* _REQUIRED WORK_
1. In the Adobe cloud thread, why does the first poster worry that the lease/rent trend has spread to hardware? Answer in one to three sentences.
2. Reproduce the Adobe cloud thread word for word from "drmathprog wrote on" up to and including "from the office.".
3. Continue the Adobe cloud thread from where it stops.

* _TEXT SEGMENT_
BEGIN
Oddly enough Adobe claim the move is based on the unexpected success of their existing cloud based offering which has 500,000 subscribers.

Personally even though based on changes to our taxation rules it would be cheaper for me to lease than buy I really don't like the concept at all and with a vengeance. Many are expressing the same negative sentiment. Adobe could be shooting themselves in the foot with this. Users who have paid for boxed upgrades they rarely if ever used or needed are very unlikely to pay anything per month.

What I'm more concerned about is this lease / rent trend has already extended into hardware. Convergent Design's Odyssey7 has a low cost of entry and then you pay a per day/week/month rental for the codecs you need. Imagine being on a shoot in the wilds that runs a couple of days over plan and then you discover your license has expired.


wwaag wrote on 5/6/2013, 3:39 PM
I use Photoshop CS5 regularly. Given this Cloud business, I thought maybe I should upgrade to CS6. As it turns out, upgrades to CS6 for windows are no longer available, so you have to already join the cloud if you want to upgrade. What a bummer!

As an alternative, one might try Corel Photo-Paint. I have an older version that I only use for correction of "crazy" pet eyes--lot easier than Photoshop. Guess I'll just stick with CS5. I really don't want to learn another photo editor just like I really don't want to learn another video editor. Must be my age talking.

Marc S wrote on 5/6/2013, 4:12 PM
You can still get an upgrade to CS6 boxed from videoguys. Not cheap though.
drmathprog wrote on 5/6/2013, 4:19 PM
Maybe they are content to shed the home/casual user market and plan to concentrate on the frequent user/professional market?
rmack350 wrote on 5/6/2013, 4:26 PM
I bought a CS6 suite late last year but can't really use it until my work catches up from CS4. If it turns out that they leapfrog me then I guess they'd have to pay for CS 7+ rentals for me if they want me to work away from the office.
END
* _STORED ROWS_
BEGIN
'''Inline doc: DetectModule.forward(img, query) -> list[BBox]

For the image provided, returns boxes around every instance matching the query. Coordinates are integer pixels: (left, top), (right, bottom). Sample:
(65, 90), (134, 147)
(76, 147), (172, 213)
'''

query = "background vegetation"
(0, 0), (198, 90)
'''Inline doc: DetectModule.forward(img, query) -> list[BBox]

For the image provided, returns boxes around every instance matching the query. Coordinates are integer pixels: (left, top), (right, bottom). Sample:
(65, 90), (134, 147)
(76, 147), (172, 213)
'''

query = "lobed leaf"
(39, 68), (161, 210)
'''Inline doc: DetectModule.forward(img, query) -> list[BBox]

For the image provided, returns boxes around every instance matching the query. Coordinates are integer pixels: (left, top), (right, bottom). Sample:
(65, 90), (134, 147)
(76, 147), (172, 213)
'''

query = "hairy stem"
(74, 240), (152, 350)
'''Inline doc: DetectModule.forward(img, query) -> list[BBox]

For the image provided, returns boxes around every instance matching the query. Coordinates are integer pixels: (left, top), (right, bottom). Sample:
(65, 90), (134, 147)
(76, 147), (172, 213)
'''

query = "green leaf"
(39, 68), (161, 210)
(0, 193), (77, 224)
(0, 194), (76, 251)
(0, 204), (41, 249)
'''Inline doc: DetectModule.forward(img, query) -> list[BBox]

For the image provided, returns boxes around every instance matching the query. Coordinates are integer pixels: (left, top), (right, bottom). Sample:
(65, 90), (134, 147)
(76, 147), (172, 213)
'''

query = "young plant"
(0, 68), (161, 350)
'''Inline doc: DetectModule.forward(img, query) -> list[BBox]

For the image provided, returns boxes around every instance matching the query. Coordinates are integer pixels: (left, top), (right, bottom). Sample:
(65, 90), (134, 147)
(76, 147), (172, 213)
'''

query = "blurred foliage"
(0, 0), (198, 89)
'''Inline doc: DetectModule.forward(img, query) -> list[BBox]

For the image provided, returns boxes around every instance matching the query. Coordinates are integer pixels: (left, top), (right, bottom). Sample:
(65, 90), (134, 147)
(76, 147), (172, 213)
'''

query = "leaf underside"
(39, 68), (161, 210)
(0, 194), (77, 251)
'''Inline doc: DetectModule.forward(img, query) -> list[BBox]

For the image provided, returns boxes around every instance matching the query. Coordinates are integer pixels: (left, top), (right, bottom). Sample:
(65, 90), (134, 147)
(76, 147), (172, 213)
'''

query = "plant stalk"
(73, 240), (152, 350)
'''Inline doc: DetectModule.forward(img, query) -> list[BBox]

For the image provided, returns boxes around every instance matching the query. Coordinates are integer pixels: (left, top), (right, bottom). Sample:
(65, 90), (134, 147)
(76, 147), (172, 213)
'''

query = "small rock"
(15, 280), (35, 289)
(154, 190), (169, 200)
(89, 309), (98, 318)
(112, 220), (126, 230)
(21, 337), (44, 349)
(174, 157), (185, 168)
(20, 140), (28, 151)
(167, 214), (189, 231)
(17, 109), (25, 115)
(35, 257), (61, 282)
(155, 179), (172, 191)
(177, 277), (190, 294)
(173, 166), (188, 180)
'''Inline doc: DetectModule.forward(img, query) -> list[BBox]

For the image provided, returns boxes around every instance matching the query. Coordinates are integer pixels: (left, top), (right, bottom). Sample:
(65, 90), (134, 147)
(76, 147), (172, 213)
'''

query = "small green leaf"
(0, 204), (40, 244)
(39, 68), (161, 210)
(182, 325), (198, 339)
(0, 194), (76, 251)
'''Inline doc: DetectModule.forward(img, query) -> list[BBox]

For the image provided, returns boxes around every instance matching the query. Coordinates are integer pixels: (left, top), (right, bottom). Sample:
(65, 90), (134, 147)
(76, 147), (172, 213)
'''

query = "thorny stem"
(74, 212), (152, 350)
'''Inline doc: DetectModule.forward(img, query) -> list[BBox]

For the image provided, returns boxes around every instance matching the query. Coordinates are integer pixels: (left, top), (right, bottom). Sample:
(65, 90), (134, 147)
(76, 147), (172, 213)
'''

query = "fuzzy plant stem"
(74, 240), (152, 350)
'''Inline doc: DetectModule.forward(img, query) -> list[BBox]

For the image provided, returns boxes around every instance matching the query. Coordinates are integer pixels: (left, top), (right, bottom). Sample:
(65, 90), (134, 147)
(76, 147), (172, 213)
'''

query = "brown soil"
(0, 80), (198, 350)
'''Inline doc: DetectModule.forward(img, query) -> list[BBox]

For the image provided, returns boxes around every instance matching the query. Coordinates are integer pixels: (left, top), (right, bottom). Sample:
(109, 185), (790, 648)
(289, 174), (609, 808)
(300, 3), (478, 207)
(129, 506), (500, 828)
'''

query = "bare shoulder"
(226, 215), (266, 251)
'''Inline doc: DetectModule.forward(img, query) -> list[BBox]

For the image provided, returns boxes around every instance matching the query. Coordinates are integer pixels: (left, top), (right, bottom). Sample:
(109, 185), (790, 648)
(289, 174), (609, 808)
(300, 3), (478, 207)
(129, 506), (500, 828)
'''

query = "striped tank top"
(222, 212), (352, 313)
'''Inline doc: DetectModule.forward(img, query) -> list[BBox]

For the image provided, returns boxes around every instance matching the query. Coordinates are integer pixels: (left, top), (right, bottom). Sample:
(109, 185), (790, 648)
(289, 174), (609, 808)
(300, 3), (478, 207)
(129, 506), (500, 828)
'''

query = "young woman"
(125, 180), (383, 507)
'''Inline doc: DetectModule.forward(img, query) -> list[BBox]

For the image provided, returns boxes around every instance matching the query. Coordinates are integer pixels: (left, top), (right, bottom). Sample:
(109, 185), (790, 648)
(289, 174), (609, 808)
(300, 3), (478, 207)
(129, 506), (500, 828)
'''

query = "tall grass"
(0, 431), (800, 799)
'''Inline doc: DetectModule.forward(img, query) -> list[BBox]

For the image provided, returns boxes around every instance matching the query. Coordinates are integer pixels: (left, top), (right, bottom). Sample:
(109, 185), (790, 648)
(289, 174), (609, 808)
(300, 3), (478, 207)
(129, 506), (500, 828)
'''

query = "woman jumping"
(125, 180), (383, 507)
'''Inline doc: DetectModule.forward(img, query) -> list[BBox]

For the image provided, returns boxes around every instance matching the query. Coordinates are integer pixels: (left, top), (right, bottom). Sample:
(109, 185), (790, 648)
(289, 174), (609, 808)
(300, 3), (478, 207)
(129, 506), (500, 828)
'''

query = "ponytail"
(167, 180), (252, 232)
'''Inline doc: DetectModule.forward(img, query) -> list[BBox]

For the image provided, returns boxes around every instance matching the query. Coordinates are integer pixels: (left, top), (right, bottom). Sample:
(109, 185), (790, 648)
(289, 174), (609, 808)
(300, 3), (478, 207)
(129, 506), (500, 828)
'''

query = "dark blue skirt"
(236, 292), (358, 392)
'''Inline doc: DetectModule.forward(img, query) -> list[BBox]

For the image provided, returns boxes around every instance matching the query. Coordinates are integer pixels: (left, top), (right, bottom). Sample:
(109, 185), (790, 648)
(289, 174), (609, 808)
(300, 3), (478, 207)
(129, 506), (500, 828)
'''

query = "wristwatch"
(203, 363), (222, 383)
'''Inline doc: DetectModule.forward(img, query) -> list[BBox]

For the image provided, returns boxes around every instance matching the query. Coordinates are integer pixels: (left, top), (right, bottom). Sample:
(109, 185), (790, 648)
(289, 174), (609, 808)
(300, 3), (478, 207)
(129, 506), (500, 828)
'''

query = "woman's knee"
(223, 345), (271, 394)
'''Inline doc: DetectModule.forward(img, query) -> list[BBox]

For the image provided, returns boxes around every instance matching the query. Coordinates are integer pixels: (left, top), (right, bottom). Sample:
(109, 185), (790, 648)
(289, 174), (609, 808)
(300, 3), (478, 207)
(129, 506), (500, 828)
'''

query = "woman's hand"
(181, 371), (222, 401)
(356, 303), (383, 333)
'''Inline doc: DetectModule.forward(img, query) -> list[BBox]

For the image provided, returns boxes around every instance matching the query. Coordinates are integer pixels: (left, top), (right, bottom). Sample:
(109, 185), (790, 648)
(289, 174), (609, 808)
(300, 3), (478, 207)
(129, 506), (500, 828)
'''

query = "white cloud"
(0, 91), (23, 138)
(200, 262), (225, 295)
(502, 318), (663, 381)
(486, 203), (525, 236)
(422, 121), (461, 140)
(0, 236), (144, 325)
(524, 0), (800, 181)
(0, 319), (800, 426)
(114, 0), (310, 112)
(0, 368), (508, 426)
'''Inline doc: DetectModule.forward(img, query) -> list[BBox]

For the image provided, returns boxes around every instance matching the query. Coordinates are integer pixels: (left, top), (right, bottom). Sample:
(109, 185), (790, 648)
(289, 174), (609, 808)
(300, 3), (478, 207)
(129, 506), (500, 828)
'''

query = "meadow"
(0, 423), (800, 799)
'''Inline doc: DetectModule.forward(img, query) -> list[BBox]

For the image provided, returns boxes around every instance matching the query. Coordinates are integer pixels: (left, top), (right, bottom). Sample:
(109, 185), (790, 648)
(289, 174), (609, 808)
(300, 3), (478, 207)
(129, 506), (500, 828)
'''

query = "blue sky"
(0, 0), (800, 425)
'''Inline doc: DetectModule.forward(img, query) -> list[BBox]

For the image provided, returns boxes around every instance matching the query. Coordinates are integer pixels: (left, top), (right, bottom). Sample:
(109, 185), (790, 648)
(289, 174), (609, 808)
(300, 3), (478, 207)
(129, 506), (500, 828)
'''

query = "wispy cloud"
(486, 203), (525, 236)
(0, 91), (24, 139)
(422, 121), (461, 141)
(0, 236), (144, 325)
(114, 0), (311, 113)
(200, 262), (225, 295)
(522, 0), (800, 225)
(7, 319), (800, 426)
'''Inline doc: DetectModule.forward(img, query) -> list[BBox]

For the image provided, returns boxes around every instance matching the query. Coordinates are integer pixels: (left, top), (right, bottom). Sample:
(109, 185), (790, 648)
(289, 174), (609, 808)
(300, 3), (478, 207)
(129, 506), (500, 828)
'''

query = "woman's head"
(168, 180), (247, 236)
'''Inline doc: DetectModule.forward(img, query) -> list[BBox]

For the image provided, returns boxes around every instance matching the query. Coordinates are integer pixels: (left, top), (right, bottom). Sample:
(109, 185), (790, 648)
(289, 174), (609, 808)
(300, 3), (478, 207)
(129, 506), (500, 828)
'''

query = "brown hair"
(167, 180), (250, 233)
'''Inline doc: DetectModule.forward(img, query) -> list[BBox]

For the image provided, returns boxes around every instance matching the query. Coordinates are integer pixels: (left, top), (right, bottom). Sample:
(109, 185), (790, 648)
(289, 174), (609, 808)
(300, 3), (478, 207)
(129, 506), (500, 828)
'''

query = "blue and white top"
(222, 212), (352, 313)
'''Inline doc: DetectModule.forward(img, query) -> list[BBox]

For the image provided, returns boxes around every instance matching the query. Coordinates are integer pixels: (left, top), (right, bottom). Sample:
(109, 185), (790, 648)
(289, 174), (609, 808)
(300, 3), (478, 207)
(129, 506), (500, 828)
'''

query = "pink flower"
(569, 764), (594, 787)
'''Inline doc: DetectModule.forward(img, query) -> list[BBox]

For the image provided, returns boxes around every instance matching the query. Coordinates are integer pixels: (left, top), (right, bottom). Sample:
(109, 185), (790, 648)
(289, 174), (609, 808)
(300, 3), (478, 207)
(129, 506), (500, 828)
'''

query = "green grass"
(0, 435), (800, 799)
END
* _THE ANSWERS_
1. With Convergent Design's Odyssey7, you pay a low entry cost and then rent the codecs you need by the day, week, or month. The poster worries that a shoot in the wilds could run a couple of days over plan, and the license could expire in the middle of it.

2.
drmathprog wrote on 5/6/2013, 4:19 PM
Maybe they are content to shed the home/casual user market and plan to concentrate on the frequent user/professional market?
rmack350 wrote on 5/6/2013, 4:26 PM
I bought a CS6 suite late last year but can't really use it until my work catches up from CS4. If it turns out that they leapfrog me then I guess they'd have to pay for CS 7+ rentals for me if they want me to work away from the office.

3.
I think for the most part this opens up market opportunities for competitors. In fact probably the main reason Adobe thinks they can do this is that they've already bought most of their competitors.
Kit wrote on 5/6/2013, 5:17 PM
I use Corel Photo-Paint, but not often. I use Corel-Draw nearly every day. With updates to X6 Corel began moving towards a subscription based model as well. If teh trend continue there may be no practical alternative to Cloudware.
Laurence wrote on 5/6/2013, 5:53 PM
Looking around, my best alternative is probably to scale back to Photoshop Elements.
farss wrote on 5/6/2013, 5:55 PM
If you already own PS it will not stop working you realise.

Laurence wrote on 5/6/2013, 6:59 PM
I realize that, but my experience is that once software is orphaned (so to speak in this case) you are better off immediately changing to something else. It takes me a while to learn software. Not learn as in grab it and do something simple. That's easy. It takes me a while to learn it to the point where I can do what I want with it easily and quickly. That's where I am with Photoshop right now. Getting to that point on some other platform is going to take me a while. I need to get the process rolling if this is what Adobe is going to do.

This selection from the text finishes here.